#### [Text section]
......
Friday, August 29, 2014

Two recent events in Reykjavik: Crossroads of Art and Science and the 10th ICE-TCS Theory Day

The autumn semester 2014 started on Monday, 18 August, for us at the School of Computer Science at Reykjavik University (SCS). As usual at this time of the year, teaching-related matters took centre stage and occupied most faculty members, especially since we had just welcomed our third intake of well over 300 new computer science students. However, many of us at the Icelandic Centre of Excellence in Theoretical Computer Science (ICE-TCS) will remember the first week of the new academic year for two events showcasing the artistic and scientific work of Erik Demaine, who visited ICE-TCS  and the School of Computer Science at Reykjavik University in the period 20-27 August.

The first event, Crossroads of Art and Science, took place on Thursday, 21 August 2014, from 5pm till 7pm GMT, and was organized  by  ICE-TCS, SCS  and Vísindafélag Íslendinga (the Icelandic Academy of Sciences). It was attended by about 220 people, including a good number of our undergraduate students, and featured a keynote address by Erik entitled Folding Paper: Visual Art Meets Mathematics. 



Art and science are often viewed as very different, and somewhat antithetic, human endeavours, so much so that some artists happily profess ignorance of the basic methods and results of science and some scientists sneer at art. In 1959, this prompted British scientist and novelist C. P. Snow to express his view that "the intellectual life of the whole of western society" was split into two separate cultures---namely the sciences and the humanities---and that this was a major hindrance to solving the world's problems.
......
#### [Supplied records]
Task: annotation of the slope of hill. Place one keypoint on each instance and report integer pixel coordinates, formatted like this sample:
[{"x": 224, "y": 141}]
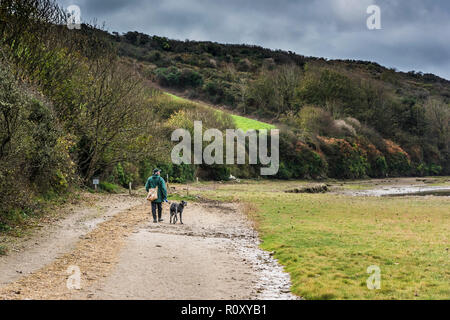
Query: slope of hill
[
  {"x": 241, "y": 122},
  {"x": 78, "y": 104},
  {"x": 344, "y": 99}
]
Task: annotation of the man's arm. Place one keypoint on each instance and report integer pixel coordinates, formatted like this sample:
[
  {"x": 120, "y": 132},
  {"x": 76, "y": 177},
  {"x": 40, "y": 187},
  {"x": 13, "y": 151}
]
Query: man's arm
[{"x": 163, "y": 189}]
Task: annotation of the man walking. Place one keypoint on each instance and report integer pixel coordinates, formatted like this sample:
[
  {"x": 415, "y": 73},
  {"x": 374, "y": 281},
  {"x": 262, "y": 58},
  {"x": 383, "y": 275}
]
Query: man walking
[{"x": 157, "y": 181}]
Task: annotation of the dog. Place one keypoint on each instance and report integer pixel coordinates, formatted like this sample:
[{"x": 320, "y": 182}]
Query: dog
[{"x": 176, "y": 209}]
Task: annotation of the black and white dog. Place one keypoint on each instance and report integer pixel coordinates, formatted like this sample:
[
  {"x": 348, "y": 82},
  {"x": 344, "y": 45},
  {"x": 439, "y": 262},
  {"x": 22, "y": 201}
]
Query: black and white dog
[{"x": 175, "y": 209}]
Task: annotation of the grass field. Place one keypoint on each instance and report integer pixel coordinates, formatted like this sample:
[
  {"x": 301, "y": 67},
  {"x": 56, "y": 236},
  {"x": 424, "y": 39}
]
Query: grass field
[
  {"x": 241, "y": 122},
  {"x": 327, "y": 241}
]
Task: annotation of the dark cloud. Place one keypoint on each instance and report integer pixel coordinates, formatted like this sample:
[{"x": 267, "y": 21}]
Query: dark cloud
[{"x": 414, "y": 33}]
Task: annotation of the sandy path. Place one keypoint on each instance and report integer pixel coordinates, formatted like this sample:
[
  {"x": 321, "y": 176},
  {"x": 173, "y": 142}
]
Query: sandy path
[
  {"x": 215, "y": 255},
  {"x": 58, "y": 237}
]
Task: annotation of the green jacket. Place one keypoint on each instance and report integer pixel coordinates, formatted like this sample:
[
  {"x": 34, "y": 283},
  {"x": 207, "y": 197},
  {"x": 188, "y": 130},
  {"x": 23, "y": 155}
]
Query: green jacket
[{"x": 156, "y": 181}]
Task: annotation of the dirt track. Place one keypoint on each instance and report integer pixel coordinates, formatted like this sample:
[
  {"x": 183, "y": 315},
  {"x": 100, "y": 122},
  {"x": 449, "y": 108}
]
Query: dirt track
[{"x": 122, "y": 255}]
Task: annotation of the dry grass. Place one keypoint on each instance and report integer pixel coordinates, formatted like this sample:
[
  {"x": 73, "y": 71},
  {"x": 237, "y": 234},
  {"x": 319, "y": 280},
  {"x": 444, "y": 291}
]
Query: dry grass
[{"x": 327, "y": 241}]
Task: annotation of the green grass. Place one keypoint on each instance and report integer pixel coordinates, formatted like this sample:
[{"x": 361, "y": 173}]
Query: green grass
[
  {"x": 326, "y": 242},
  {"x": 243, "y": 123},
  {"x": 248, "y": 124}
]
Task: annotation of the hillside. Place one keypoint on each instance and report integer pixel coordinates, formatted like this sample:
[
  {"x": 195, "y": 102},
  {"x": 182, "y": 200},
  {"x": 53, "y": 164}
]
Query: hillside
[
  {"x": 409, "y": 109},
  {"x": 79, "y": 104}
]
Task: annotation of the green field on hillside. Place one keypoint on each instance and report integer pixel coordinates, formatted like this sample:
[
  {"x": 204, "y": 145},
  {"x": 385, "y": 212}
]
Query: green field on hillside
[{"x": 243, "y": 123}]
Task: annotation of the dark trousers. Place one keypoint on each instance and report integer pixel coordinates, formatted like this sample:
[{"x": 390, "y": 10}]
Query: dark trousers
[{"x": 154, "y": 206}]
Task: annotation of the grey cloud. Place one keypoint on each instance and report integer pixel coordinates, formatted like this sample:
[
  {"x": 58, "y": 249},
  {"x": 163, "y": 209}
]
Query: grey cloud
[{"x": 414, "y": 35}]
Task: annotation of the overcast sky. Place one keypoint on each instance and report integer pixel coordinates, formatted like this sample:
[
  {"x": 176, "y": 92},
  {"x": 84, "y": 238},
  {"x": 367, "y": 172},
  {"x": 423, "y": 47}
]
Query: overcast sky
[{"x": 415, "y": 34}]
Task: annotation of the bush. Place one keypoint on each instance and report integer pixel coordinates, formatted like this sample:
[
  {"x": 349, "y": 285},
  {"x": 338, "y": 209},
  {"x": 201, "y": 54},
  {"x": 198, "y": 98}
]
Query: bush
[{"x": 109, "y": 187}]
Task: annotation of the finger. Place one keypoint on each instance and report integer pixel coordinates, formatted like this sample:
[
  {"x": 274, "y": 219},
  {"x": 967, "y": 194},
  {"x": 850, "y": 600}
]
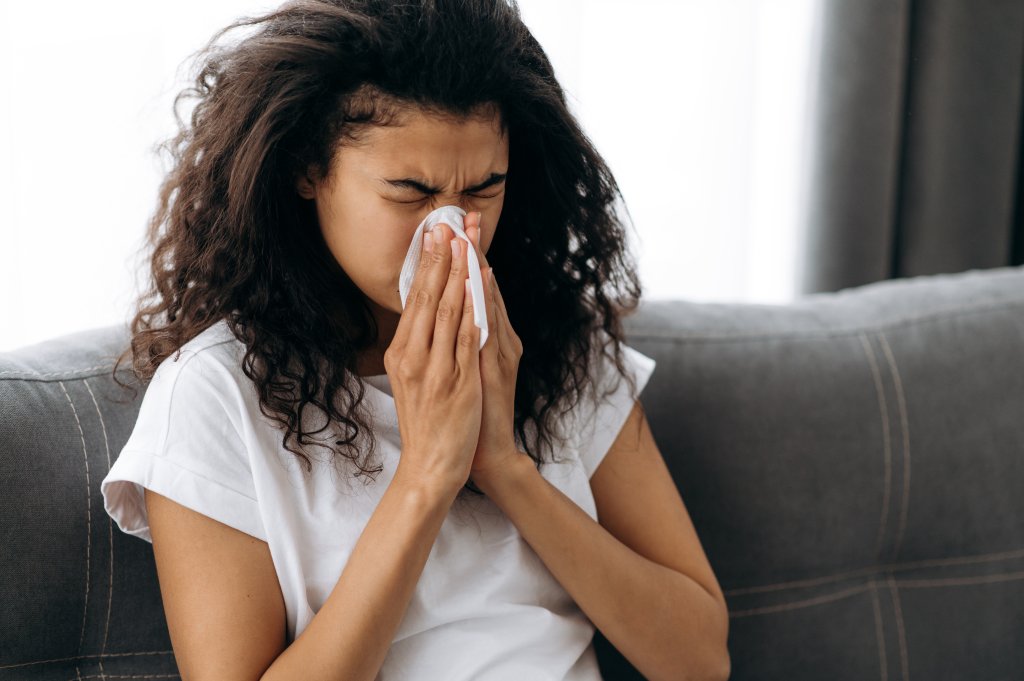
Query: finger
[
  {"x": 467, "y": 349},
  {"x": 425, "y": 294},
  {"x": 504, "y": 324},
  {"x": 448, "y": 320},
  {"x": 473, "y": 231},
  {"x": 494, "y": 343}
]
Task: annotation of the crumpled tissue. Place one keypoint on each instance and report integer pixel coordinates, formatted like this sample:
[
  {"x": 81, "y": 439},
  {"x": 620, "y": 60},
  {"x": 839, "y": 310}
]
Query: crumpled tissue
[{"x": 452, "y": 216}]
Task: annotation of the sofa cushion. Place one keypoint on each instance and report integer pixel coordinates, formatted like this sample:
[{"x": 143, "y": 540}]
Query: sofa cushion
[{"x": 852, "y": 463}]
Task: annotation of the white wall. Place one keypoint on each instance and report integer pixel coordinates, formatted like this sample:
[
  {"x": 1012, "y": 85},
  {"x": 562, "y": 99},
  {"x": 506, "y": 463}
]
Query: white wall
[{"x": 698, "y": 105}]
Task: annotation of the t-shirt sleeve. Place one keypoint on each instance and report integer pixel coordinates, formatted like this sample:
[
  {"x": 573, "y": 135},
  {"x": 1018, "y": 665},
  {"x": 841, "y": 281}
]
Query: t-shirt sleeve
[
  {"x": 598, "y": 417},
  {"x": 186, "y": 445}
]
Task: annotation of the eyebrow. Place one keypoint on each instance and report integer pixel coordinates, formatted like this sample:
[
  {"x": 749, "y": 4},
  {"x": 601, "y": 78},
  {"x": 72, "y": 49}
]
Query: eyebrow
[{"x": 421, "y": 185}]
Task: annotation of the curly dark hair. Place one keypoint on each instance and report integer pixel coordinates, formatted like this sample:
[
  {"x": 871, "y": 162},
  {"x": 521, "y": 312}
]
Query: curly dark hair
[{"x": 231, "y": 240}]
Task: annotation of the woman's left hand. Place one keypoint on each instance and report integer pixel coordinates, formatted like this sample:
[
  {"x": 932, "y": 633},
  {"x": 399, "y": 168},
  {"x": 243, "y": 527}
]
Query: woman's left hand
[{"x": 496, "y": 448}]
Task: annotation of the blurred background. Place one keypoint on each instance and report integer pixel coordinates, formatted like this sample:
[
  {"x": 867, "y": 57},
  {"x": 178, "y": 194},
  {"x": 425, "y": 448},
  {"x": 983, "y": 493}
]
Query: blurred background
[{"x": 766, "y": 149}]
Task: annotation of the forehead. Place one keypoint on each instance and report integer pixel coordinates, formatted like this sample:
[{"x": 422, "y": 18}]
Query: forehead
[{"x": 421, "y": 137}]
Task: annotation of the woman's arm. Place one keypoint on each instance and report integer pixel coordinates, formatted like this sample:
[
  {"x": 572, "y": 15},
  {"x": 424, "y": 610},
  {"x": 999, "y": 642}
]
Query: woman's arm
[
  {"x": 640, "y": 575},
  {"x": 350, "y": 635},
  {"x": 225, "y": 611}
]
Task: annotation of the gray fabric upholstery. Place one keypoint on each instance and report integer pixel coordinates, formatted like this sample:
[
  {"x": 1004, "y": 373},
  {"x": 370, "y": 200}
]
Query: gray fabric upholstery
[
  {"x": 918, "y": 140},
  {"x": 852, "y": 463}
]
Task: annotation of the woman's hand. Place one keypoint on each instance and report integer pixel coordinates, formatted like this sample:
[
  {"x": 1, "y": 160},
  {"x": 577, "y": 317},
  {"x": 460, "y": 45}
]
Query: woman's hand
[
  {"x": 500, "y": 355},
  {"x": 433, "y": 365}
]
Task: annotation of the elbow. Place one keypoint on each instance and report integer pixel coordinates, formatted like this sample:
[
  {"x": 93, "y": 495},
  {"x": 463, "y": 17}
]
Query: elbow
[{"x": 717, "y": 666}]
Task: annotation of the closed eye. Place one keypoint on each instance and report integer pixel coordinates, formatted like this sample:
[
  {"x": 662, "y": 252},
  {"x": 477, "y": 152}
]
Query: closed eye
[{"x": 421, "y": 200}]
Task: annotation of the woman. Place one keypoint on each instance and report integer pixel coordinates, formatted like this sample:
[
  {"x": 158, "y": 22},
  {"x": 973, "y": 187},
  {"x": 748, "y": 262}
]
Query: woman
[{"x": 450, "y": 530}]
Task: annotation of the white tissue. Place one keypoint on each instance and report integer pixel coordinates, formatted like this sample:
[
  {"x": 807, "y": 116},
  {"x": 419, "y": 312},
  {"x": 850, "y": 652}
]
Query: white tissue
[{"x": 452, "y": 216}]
......
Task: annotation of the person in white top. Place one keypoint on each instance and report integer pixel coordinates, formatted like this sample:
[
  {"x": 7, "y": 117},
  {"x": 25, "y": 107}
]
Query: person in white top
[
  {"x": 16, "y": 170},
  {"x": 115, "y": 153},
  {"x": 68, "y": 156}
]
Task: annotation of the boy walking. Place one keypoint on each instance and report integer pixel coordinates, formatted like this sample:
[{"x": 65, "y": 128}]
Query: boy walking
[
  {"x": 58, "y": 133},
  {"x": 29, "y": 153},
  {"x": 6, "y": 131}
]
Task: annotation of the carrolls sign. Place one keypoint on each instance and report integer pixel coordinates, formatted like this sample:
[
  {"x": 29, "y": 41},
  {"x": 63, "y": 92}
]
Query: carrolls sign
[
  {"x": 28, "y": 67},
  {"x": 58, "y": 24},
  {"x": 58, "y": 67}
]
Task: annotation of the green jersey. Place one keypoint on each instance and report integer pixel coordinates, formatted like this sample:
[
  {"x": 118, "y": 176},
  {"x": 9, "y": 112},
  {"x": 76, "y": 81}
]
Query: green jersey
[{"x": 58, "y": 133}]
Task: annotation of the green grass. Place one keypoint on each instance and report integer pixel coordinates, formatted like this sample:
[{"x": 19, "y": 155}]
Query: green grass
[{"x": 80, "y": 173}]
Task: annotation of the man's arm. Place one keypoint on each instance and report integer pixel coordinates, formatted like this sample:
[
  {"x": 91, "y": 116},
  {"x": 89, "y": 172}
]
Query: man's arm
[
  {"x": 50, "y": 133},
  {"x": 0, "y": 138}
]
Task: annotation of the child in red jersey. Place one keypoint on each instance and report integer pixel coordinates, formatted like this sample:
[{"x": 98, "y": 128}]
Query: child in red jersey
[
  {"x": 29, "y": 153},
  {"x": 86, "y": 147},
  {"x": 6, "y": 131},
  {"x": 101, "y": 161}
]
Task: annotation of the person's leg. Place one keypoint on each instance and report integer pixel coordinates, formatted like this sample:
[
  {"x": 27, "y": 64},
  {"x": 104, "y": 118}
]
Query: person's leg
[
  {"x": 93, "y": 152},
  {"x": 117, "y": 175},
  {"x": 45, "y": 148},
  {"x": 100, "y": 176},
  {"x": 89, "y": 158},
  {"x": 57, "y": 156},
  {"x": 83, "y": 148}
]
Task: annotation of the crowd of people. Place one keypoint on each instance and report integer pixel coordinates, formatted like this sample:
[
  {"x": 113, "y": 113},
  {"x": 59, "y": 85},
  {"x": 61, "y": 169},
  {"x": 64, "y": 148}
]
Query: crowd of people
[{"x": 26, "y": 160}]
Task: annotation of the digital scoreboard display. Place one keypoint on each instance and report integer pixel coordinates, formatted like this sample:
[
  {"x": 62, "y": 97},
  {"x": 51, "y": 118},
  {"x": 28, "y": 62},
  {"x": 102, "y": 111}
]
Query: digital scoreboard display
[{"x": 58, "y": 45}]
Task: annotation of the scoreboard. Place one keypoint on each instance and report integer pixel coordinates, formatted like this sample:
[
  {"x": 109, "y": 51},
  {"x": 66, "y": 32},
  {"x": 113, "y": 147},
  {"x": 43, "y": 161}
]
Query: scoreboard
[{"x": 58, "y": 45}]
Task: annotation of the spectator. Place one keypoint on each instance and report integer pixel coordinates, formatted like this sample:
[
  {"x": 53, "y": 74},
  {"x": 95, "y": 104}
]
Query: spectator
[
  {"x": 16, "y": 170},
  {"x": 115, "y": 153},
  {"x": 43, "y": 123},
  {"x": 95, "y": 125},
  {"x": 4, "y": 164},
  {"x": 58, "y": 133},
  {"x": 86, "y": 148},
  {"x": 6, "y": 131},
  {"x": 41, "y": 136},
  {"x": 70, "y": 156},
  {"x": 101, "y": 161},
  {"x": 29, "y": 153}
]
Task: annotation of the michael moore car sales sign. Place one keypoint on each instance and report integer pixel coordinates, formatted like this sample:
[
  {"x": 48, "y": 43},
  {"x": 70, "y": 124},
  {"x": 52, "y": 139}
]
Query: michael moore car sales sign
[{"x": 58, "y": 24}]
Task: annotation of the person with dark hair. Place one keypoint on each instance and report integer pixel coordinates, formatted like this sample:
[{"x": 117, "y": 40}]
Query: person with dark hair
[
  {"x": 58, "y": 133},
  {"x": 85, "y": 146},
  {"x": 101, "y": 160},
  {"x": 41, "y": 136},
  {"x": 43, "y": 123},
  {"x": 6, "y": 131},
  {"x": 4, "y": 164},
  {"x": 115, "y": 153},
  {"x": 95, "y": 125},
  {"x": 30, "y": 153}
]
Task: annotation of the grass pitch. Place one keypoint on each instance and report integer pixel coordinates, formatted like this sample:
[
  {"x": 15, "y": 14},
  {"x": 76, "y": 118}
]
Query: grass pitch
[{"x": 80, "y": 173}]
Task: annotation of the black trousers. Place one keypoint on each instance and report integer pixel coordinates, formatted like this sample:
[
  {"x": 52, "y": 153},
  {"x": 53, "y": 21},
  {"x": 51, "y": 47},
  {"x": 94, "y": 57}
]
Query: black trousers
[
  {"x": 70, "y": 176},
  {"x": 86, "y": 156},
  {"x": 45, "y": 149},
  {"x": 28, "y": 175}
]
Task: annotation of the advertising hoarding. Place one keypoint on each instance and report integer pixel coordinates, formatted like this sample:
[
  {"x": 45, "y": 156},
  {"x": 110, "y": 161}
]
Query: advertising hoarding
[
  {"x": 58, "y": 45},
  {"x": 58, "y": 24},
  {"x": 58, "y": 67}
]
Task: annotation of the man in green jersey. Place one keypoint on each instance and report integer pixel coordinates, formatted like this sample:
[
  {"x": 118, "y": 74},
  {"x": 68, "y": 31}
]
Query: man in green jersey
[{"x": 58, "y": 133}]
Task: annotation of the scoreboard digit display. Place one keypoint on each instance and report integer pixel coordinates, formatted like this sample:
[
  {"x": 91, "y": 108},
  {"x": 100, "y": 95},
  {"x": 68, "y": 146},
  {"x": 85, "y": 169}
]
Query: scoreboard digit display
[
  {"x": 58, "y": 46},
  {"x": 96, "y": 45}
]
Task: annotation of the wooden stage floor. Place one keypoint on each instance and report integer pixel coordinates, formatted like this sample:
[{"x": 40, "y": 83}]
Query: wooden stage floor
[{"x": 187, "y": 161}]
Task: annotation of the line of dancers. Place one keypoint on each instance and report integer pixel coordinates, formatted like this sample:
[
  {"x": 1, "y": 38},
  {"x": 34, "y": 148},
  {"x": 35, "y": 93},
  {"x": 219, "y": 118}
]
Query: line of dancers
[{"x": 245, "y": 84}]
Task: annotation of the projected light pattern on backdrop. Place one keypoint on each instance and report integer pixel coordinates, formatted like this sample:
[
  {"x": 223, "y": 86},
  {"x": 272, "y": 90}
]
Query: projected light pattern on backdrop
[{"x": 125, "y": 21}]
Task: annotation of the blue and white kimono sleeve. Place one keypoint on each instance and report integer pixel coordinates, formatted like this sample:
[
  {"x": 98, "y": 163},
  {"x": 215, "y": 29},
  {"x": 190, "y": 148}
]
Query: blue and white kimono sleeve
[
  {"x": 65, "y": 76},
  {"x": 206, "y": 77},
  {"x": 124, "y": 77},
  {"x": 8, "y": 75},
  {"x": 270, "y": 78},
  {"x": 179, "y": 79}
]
......
#### [What you have to do]
According to the post about the two Reykjavik events, roughly how many people attended Crossroads of Art and Science? The items can be set aside; nothing here depends on them.

#### [Answer in full]
About 220 people.